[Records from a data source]
++++

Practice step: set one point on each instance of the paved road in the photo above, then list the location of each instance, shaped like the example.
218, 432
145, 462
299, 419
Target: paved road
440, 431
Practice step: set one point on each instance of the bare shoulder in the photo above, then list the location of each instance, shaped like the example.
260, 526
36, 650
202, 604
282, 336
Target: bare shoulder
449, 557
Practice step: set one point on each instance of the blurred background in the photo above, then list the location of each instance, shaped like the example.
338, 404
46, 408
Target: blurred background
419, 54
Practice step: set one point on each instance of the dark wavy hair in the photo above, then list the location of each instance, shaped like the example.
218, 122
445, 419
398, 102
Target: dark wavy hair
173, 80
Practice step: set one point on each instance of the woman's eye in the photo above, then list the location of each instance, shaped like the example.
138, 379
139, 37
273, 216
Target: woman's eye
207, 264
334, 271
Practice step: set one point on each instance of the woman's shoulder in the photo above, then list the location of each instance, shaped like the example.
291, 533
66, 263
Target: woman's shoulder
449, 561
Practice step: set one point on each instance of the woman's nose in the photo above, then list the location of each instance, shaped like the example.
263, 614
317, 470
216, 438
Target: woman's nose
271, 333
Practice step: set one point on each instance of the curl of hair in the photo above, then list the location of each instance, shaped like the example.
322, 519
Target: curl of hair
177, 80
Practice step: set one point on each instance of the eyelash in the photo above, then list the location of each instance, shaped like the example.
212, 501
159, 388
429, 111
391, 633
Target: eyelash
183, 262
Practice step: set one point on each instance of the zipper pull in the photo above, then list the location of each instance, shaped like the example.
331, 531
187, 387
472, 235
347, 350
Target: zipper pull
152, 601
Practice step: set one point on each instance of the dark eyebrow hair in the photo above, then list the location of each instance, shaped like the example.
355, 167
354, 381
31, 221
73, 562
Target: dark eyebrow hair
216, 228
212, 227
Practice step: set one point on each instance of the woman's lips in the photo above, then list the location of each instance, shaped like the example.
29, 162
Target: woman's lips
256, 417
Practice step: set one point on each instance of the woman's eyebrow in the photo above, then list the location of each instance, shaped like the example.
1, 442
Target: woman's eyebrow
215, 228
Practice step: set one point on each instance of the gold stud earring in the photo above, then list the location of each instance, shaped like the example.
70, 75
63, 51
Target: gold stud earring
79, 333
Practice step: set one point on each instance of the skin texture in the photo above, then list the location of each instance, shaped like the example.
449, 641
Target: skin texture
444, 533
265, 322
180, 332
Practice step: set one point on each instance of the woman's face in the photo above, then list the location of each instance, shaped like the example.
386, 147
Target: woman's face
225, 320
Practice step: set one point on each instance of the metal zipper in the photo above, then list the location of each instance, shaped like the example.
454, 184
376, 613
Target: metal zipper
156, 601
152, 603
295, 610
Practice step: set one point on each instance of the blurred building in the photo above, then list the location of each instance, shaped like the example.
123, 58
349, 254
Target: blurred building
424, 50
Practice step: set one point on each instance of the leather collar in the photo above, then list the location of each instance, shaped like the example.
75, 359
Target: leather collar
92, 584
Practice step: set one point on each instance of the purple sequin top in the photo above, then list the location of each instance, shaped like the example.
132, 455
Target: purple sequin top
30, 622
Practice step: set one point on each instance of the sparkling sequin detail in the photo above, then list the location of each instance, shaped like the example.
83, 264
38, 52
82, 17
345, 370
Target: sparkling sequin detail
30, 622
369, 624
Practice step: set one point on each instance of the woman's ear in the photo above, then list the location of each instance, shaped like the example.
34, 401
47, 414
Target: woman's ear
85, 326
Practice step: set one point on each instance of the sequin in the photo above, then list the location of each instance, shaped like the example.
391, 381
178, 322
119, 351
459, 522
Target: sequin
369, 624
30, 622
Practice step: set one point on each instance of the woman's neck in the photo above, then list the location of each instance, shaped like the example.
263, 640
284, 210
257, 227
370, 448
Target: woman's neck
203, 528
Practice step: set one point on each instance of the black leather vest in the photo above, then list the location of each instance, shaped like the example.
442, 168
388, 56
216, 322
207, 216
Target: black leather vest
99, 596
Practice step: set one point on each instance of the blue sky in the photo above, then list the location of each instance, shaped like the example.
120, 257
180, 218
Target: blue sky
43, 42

++++

Requirements:
Copy the lines of the listing word for word, from the line containing "Practice step: set one point on each instance of the blue" through the end of the listing, both included.

Exercise answer:
Practice step: set one point on each instance of the blue sky in the photo above, then list the location of each instance, shaped like the example.
120, 257
180, 218
Target: blue sky
43, 42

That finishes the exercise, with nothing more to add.